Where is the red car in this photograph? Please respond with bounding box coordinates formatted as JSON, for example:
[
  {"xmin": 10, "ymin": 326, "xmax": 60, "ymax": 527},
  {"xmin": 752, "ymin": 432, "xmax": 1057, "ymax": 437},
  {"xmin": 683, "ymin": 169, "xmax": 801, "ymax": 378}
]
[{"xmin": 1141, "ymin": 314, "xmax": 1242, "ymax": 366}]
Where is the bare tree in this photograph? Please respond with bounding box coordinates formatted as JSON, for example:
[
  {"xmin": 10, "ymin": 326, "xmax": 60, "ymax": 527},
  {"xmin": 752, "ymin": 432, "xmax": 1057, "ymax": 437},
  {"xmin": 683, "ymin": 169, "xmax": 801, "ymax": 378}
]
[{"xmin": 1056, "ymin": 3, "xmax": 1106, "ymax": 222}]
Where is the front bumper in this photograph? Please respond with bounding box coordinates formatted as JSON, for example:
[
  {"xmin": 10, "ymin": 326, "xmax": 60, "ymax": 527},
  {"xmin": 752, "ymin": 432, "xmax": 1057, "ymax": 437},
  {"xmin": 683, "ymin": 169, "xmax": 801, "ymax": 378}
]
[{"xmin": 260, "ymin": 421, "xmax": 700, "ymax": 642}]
************
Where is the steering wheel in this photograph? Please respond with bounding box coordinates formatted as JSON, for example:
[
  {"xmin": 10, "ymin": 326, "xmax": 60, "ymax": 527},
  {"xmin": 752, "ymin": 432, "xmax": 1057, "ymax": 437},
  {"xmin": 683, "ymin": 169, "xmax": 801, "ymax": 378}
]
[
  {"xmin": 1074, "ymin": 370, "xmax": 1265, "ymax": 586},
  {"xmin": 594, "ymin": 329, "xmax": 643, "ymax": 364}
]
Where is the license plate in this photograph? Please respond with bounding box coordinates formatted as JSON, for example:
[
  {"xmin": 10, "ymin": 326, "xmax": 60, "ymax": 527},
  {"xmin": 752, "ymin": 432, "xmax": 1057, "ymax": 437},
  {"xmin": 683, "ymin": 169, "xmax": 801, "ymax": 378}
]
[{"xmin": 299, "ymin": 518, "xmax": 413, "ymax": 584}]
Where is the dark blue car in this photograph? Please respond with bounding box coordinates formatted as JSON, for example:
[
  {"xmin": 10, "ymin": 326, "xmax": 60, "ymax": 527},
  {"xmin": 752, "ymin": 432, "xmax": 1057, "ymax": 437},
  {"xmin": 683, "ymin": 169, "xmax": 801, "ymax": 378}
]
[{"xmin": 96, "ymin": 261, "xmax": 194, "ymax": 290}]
************
Pull out every line in the rows above that contains the string "tree". Case counts, so only lines where it appears in that exact capitalization qualify.

• CORRECT RESULT:
Where is the bare tree in this photograph? Please respond with bounding box coordinates formatted as JSON, for example:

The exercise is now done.